■ Tareas pendientes ■
A) En el texto sobre la poesía de Oscar Wilde, ¿quién firma el prólogo de la edición comentada?
B) Por favor, muestra cada línea de las filas que contenga la palabra "strap".

··· Fragmento de texto

Si hay una figura que pueda representarnos: lo que somos y lo que son los otros. Pero sobre todo, si alguien supo de esa absurda ley de hipocresía que embrutece a una sociedad en nombre de su propio civismo, ese sigue sigue siendo, desde hace ya más de un siglo, el caballero irlandés, novelista, dramaturgo y poeta, Oscar Wilde (1854-1900). Yeats, generoso, lo vio como a un hombre del renacimiento. Nadie lo vio como fuera: un revolucionario, un visionario, un producto de la misma época que lo ensalzó, lo juzgo, lo condenó y lo volvió a ensalzar: un medio.
Sin embargo, hasta nosotros han llegado sus obras de un modo a menudo sesgado. Aquellas ineludibles, como el Retrato de Dorian Gray (1890) que fascinó a Mallarmé, o aquellas exigidas por la morbosa solicitud de quienes jamás podrán ya imitarle más allá de lo que las actuales películas de efectos especiales imitan la gran magia que encandiló a los espectadores de los primeros años del cinematógrafo, como todos y cada uno de los amores imitan a ese que era nuestro, que nos salvó de la muerte, sólo para entregarnos a la repetición, al cinismo, a la sonrisa falsa y fasta del encausado. Irrepetible (una palabra que un siglo necesita repetir dos o tras veces si no quiere sumirse en la oscuridad).
Lo que tenemos aquí es un producto no solicitado. Ni teatro, ni novela, ni íntima y lacerante confesión de un réprobo redimido. Lo que tenemos aquí es su poesía, no a Wilde. Es decir, la poesía de un hombre que vivió más muertes que ninguno, que las vivió por amor y por celos, por envidia y por ambición , por triunfo y por ignorancia. Resulta curioso que sea precisamente en el dolor cuando Orcar Wilde se entrega a la poesía, lo señala acertadamente Mª Ángeles Cabré en el prólogo a esta edición que nos ocupa, o quizás no tanto.
“Hubo un tiempo en que yo estaba muerto y tú me resucitaste. Qué voy a hacer sino llorar?” Hay que saber la historia de Wilde para poner esta frase al nivel de métáfora del mundo. No, hay simplemente que ser realista. Lo que la frase ilumina es experiencia de todos.

······
··· Filas listadas

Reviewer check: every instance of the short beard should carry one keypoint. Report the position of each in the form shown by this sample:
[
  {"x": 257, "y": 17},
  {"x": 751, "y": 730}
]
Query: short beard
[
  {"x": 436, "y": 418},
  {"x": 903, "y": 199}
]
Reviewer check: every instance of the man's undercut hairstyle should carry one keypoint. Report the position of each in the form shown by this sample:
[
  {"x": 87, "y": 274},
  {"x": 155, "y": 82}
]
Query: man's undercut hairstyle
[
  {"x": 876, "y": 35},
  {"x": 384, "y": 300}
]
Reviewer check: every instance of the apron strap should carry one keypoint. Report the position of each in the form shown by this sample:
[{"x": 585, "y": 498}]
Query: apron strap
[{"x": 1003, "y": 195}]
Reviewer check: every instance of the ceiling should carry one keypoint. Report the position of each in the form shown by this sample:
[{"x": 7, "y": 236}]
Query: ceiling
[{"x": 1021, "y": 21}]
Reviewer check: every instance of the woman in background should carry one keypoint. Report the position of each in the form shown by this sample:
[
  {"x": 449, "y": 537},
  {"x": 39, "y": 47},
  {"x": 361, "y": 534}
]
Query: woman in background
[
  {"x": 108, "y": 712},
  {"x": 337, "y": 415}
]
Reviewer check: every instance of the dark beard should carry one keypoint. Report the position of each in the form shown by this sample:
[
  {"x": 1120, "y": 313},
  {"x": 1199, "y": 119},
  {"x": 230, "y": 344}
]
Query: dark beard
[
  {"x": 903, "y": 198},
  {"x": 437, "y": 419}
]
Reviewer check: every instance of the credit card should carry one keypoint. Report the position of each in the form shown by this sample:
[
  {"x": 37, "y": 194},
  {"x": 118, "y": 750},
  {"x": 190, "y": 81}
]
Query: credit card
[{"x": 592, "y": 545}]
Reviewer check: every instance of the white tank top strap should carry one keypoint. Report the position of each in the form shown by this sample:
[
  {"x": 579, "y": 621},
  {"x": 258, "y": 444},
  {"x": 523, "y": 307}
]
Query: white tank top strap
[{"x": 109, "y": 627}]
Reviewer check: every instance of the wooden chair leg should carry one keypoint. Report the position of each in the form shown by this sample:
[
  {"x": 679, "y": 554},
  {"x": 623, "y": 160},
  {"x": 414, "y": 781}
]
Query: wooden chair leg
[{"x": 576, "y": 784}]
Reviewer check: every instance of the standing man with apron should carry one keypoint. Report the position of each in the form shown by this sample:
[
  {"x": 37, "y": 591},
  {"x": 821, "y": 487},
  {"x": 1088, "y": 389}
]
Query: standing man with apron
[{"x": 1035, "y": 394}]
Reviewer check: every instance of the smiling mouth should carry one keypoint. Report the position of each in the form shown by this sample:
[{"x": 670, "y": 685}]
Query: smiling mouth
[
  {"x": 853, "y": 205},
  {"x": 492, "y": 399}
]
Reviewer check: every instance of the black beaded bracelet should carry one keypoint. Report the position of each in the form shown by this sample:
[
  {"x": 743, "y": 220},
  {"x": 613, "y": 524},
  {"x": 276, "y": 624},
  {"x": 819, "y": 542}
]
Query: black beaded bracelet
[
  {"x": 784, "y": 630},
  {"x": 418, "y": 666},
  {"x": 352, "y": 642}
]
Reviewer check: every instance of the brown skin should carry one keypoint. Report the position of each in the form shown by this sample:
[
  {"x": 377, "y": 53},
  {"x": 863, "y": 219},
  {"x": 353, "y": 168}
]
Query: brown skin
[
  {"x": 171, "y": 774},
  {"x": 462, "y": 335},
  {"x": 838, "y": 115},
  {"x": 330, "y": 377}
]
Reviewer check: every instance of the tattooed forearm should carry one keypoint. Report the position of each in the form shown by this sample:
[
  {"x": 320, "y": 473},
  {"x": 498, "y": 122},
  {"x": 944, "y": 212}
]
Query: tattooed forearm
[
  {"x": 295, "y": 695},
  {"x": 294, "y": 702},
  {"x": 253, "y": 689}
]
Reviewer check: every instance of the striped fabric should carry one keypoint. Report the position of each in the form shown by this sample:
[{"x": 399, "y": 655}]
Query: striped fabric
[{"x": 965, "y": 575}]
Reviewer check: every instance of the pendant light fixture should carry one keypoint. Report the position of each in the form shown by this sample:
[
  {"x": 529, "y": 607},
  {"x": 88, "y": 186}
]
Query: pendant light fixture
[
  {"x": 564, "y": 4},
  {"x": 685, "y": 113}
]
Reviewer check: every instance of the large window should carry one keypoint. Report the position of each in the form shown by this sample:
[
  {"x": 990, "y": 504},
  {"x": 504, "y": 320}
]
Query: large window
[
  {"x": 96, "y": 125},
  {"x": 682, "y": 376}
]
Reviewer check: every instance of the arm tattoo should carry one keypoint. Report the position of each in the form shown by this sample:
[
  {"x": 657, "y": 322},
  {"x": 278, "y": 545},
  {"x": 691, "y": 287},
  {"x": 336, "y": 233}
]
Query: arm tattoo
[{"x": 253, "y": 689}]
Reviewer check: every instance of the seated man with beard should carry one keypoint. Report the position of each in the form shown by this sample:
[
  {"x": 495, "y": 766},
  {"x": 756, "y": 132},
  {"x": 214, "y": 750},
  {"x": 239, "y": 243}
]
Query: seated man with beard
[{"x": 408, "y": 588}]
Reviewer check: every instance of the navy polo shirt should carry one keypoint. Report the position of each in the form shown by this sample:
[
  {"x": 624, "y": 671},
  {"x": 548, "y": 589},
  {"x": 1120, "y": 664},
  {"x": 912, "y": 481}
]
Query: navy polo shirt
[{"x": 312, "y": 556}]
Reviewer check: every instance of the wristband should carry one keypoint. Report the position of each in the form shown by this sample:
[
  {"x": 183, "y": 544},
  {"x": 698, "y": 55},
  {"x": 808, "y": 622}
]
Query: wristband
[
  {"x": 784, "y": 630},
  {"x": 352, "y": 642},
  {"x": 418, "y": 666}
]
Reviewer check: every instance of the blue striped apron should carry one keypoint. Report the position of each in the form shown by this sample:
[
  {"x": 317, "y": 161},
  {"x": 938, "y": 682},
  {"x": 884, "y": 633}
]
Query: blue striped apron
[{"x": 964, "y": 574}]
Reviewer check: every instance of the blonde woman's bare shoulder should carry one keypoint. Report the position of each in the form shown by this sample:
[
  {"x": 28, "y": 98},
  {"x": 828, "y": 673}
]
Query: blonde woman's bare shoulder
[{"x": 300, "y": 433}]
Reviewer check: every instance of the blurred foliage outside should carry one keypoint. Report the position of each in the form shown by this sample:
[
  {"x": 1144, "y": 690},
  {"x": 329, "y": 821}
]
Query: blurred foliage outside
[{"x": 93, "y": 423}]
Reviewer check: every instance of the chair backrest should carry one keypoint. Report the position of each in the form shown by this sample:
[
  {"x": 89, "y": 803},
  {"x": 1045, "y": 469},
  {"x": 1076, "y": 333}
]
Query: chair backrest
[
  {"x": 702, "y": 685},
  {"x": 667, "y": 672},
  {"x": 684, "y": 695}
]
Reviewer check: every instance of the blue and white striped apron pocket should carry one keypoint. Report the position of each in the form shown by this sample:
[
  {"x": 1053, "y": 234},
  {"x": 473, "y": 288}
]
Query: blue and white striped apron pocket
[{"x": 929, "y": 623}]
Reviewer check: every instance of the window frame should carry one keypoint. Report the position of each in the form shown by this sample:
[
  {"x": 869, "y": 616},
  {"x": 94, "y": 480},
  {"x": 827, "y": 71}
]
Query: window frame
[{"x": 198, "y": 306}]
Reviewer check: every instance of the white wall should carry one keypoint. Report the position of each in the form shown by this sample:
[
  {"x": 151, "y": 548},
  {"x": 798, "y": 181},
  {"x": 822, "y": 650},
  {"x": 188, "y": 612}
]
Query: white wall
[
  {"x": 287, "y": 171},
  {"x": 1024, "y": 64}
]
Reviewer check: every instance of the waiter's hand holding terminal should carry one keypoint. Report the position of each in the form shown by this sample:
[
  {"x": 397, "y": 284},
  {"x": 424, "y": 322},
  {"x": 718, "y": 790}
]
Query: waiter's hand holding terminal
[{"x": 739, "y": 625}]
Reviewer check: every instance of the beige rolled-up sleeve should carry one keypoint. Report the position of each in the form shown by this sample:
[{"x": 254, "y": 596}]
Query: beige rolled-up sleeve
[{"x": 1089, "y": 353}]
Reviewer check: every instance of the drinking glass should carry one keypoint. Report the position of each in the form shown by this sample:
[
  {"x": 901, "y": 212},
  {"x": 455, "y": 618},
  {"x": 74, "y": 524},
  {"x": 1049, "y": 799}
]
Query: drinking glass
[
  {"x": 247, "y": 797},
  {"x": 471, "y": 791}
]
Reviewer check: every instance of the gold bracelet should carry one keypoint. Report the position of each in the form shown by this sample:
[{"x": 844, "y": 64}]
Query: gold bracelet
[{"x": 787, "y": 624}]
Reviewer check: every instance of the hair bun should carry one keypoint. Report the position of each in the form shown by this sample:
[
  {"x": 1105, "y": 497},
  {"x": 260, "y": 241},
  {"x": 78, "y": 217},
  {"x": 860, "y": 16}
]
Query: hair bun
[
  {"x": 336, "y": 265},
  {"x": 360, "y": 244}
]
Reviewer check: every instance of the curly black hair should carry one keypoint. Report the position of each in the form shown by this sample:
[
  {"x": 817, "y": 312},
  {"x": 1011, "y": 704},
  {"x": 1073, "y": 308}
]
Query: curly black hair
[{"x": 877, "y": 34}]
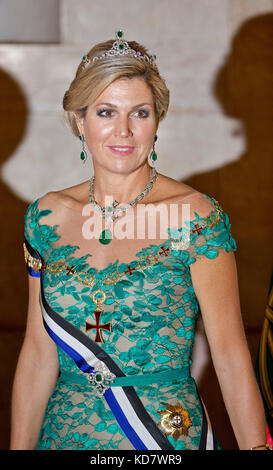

······

■ Respuestas del ejercicio ■
A) Mª Ángeles Cabré.

B)
Reviewer check: every instance of the apron strap should carry one keypoint. Report the position of each in the form shown by this sample:
Query: apron strap
Reviewer check: every instance of the white tank top strap should carry one keypoint. Report the position of each in the form shown by this sample:
Query: white tank top strap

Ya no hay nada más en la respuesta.